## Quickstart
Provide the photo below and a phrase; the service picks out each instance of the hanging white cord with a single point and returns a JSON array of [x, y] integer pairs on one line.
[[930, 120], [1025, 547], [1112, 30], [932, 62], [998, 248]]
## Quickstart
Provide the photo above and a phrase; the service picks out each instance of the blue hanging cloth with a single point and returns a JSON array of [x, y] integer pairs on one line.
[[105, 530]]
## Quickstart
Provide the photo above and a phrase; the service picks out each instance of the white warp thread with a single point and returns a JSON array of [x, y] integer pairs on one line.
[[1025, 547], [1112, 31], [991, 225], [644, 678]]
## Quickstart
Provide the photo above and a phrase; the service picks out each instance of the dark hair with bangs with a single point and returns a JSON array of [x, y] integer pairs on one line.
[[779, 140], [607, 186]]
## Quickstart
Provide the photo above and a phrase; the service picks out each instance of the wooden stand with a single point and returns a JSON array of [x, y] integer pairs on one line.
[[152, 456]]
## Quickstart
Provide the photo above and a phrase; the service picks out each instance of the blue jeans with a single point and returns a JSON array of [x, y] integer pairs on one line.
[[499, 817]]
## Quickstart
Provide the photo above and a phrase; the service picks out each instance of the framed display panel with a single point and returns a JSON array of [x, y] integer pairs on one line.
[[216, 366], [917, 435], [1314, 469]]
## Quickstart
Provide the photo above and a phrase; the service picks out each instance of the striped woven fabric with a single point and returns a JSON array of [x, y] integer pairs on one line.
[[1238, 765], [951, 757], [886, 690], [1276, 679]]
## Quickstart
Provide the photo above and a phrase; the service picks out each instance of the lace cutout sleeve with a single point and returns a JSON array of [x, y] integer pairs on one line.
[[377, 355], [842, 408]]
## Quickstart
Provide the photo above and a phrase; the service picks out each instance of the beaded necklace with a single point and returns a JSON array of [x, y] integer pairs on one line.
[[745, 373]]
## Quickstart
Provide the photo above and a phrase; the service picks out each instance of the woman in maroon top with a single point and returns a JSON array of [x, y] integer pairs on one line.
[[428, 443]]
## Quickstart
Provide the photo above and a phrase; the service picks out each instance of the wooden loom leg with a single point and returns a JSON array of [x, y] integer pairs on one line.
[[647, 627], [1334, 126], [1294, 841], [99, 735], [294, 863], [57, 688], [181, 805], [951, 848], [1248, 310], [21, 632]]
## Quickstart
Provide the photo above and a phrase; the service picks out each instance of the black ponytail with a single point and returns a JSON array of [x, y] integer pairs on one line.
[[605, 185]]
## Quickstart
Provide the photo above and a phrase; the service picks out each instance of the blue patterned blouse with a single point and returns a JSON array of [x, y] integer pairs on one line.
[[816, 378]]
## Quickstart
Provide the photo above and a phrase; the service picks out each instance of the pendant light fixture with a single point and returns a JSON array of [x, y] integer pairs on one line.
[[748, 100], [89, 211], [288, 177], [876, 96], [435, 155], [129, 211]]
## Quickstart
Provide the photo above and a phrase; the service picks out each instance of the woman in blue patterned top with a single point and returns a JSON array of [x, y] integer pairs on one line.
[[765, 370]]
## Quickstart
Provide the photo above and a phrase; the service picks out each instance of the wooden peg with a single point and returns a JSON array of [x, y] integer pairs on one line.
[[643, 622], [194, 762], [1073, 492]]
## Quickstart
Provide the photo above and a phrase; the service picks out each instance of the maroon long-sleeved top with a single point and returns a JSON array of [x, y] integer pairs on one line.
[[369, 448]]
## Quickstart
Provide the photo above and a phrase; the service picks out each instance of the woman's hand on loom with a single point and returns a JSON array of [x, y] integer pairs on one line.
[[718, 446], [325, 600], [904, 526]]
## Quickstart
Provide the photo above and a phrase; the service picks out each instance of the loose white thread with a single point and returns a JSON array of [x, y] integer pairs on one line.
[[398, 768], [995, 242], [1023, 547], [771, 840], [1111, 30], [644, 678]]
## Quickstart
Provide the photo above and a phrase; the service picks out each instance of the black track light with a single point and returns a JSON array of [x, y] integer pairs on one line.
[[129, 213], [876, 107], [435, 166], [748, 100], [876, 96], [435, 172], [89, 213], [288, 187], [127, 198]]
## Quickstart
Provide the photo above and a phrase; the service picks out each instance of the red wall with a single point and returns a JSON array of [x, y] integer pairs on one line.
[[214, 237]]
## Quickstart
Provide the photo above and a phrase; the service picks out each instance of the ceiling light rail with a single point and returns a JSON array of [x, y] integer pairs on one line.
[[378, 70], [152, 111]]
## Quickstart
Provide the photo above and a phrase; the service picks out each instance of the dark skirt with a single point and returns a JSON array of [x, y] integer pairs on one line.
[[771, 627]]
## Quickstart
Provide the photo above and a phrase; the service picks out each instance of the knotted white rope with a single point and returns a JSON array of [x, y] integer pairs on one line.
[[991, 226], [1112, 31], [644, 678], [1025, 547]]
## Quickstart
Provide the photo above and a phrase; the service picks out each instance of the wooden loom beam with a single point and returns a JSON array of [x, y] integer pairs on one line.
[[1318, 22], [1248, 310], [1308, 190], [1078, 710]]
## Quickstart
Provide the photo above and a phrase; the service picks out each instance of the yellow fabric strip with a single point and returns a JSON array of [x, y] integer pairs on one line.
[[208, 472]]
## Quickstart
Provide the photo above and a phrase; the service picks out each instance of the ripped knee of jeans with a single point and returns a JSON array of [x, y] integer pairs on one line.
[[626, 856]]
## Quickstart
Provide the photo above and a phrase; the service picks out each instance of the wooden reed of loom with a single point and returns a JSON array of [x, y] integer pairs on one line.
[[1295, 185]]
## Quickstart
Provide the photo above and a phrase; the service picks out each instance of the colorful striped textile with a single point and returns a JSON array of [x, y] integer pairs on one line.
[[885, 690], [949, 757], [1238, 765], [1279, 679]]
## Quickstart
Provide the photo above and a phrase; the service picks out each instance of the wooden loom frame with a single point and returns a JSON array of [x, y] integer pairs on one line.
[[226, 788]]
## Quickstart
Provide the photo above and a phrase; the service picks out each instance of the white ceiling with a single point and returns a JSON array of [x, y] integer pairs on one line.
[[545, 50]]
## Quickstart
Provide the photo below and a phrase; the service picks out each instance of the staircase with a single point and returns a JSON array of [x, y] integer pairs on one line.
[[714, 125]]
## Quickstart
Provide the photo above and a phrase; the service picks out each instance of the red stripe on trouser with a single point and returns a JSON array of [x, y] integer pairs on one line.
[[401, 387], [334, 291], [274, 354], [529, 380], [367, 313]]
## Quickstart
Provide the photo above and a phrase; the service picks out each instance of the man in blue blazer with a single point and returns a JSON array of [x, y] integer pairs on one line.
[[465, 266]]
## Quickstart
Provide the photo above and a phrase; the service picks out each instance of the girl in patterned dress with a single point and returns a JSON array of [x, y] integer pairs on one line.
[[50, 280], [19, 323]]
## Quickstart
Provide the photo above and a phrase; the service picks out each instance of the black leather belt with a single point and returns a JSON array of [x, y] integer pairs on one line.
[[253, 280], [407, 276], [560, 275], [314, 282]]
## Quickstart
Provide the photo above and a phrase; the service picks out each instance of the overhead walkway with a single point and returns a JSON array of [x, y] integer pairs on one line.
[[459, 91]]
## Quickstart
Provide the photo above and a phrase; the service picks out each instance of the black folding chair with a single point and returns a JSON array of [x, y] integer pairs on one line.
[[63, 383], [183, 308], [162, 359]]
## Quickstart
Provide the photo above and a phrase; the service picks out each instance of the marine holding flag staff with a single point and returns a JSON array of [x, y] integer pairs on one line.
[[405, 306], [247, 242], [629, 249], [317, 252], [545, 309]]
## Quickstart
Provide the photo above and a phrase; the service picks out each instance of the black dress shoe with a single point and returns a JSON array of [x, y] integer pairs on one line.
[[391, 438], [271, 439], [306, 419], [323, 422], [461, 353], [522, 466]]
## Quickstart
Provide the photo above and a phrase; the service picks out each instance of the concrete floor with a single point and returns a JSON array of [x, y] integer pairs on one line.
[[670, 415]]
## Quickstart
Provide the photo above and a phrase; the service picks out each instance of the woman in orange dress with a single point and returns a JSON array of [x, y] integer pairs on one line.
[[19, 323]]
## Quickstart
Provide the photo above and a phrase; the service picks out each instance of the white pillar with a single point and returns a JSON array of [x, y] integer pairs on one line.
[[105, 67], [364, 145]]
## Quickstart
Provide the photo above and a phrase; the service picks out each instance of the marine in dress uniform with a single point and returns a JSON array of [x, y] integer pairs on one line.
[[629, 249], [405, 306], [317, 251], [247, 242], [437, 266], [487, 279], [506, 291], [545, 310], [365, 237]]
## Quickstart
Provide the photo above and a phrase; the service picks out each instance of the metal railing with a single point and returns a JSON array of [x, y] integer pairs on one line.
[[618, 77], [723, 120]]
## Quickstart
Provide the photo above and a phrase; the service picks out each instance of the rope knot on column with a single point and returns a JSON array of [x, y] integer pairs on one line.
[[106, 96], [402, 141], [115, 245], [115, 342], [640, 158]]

YOUR GOAL:
Each line from the one holding "the black folding" through the last line of the data is to be transcribed exactly, with nothing else added.

RESULT:
Provide the photo above and a phrase; the service picks out each instance of the black folding chair with a single point and returns a JSON array of [x, y] integer pairs on one line.
[[63, 383], [183, 308], [162, 359]]
## Quickstart
Provide the photo above and a phrase; the service picks out each instance of the marine holding flag staff with a single point and returns a JSON array of [x, y] integer pairs on one line.
[[405, 306], [247, 242], [629, 249], [317, 252], [545, 309]]
## Quickstart
Provide the photo above and a phrase; the service picks out each instance of the black dress shoe with a single point and returns a JSON array of [x, y] integer pairs on one line.
[[391, 438], [271, 439], [306, 419], [323, 422], [461, 353], [522, 466]]
## Quickstart
Provide the photo above and a phrase; the service picks out each instance of the concrete floor with a single point and returns a JSON array of [x, y] integer pairs on one line.
[[670, 415]]
## Quickstart
Provide the photo above and a phrase; the service picks out each instance of the woman in orange dress with a single point and returns a JSON array of [x, y] integer pairs on one line.
[[19, 323]]
## Quickstart
Provide the photo above and a phrase; the service picks out each instance of the white pillar with a single point and returns a JSON array of [x, y] integer pairs on one line.
[[105, 67], [364, 145]]
## Quickstart
Provide the photo above and a phrase; the service picks out each instance of the marine in dress uniform with a single point and returns a JSON array of [x, y] integer pairs on one line.
[[629, 249], [405, 306], [317, 251], [247, 242], [437, 266], [487, 279], [506, 291], [545, 310], [365, 237]]
## Quickstart
Provide the photo above and a phrase; the service picks out each instance of the metal railing with a single point and returns a JSON array of [x, y] integer pairs on one line.
[[618, 77], [723, 120]]
## Quickstart
Provide the photo above and a phrase; the service picks out each instance of the rope knot on column with a single point and returns a JSON array of [x, y] integer pairs on one line.
[[106, 96], [402, 141], [115, 245], [115, 342], [640, 158]]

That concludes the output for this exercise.